■ WHAT NEEDS TO BE DONE:
Beginning with the line that contains "on the short" and concluding with the final line of the listing below, output each line exactly, and only those lines.
BEGIN INPUT MATERIAL
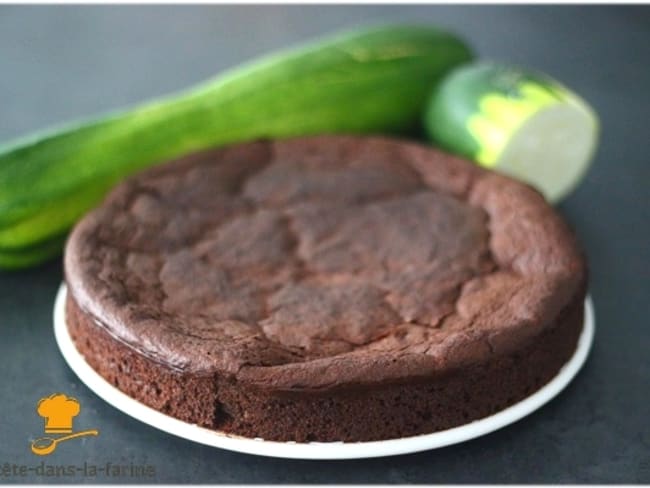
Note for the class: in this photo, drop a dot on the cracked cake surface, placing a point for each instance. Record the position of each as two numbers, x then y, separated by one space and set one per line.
329 260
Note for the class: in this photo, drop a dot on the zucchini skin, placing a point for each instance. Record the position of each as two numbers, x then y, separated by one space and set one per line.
477 107
371 80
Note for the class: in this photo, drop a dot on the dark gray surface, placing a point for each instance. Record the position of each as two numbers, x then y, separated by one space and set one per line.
64 62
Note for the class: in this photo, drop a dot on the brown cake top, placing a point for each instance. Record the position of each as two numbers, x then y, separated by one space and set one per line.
322 261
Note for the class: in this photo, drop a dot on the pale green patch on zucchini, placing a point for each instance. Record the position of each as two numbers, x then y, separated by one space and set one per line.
516 121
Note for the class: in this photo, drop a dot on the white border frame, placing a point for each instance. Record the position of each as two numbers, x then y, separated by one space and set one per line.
317 450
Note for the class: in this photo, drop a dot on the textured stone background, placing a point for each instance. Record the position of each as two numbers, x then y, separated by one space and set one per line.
66 62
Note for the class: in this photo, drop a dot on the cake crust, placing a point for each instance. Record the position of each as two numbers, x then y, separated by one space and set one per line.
295 282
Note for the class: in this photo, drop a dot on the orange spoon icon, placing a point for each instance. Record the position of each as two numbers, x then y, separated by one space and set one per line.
46 445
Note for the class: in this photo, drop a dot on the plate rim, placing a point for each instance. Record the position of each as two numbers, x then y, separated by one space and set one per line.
318 450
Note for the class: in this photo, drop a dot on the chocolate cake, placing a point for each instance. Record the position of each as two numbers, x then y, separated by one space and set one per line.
331 288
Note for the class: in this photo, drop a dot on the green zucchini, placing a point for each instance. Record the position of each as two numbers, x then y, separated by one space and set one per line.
370 80
517 121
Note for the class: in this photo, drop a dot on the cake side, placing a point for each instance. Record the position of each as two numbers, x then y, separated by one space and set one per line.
381 411
325 288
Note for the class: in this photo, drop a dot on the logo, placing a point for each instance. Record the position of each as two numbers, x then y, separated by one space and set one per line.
58 410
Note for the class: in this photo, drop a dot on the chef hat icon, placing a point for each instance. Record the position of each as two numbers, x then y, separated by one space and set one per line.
58 410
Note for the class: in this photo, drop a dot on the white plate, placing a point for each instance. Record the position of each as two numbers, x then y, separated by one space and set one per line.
317 450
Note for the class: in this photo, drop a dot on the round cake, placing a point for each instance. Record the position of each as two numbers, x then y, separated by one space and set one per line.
330 288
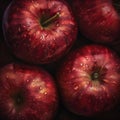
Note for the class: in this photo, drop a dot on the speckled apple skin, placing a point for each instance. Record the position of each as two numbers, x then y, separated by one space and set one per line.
98 20
79 92
37 88
31 42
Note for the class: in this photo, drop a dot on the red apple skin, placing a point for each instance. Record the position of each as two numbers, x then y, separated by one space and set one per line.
3 6
27 93
81 93
98 20
5 54
30 41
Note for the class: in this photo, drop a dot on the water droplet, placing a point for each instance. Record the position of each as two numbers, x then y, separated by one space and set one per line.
57 24
81 64
76 87
45 93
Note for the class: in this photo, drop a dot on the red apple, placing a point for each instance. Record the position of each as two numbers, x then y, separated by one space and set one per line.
27 93
3 6
5 54
98 20
39 31
89 80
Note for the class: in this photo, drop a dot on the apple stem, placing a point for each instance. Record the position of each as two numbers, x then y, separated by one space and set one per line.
46 22
95 76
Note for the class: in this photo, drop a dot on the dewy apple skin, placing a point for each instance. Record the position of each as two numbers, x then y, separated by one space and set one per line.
39 31
89 80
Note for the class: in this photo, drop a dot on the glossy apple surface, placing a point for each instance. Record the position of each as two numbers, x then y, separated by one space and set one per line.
3 6
89 80
5 54
26 93
98 20
39 31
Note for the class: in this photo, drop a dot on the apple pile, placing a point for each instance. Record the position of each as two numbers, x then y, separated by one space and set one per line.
59 59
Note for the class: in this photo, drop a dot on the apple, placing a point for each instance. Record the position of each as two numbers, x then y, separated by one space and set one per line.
89 80
27 93
3 5
98 20
39 31
5 54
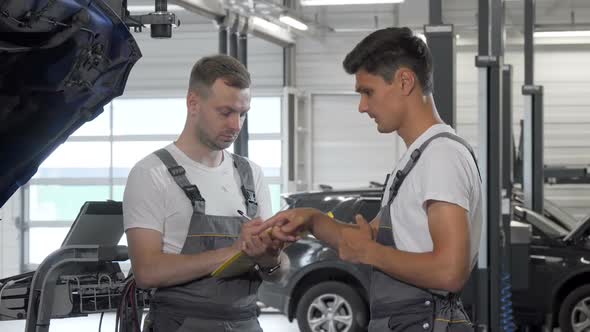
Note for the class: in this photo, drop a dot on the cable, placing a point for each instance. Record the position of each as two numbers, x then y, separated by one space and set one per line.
100 322
10 283
507 320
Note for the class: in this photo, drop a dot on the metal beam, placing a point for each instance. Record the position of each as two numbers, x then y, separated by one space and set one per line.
529 48
441 42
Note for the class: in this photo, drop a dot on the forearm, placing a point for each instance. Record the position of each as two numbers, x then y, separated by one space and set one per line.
327 229
164 270
427 270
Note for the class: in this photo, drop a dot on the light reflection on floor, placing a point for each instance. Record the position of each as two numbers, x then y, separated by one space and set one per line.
270 322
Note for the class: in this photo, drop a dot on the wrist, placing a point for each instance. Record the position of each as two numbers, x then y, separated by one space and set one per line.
371 253
269 260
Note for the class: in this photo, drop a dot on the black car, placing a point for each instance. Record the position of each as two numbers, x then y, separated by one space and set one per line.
325 293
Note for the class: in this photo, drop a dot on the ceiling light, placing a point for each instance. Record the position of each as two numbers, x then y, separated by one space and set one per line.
562 34
271 32
265 24
346 2
147 8
293 22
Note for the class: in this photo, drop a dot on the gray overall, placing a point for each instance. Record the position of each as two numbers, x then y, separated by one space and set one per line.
401 307
209 304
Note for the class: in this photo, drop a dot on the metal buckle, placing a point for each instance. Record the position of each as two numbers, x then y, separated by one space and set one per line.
250 195
176 170
193 193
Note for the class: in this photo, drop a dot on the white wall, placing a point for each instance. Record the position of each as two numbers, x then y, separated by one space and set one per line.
9 237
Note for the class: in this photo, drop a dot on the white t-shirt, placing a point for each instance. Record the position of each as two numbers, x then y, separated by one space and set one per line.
445 172
153 200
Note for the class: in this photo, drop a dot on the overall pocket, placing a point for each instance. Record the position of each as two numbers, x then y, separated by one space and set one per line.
412 316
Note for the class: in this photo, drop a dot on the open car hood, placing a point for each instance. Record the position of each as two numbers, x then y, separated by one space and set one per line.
61 61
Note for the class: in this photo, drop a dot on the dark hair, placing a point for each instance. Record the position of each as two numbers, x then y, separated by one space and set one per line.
384 51
211 68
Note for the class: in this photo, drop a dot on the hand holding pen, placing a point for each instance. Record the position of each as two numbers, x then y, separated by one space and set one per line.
258 244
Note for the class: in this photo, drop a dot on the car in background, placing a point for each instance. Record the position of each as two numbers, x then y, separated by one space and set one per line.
325 293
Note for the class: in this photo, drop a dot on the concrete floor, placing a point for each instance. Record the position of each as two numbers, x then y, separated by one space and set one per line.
269 321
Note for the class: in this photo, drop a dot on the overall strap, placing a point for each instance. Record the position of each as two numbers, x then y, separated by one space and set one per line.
178 174
401 175
248 189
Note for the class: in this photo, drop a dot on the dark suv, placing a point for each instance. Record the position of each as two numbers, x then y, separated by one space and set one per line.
325 293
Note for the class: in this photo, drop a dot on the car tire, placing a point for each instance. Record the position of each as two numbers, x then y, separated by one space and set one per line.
574 310
332 302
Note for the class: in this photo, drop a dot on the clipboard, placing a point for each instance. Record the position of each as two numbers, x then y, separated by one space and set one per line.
237 264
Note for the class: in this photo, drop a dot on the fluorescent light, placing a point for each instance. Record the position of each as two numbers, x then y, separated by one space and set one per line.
293 22
562 34
271 32
147 8
265 24
346 2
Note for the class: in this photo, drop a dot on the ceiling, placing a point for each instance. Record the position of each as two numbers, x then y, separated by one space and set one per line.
413 13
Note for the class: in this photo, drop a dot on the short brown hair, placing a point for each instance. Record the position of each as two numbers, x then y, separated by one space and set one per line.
208 69
384 51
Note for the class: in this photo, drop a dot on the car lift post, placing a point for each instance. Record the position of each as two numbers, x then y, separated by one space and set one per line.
533 163
490 64
441 42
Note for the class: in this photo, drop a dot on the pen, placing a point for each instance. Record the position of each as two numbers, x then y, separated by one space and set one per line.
END INPUT MATERIAL
■ RESPONSE TO THIS EXERCISE:
Note for the class: in this photo, drop a dot on the short brown hair, placing a point for each instance. Record the position of each as two numbers, x then y, separated by one space and set one per line.
208 69
384 51
Note for the class: in this photo, drop a dot on the car lift post, placing a point for each instance. Record the position of each as two numbers, x then y, separated by one space and set one per line.
533 163
490 64
441 42
Note for the class: in this photo, drop a dot on the pen, placing a point for each instance. Record the position of each as two numbers, x then y, separated by one space and set one per line.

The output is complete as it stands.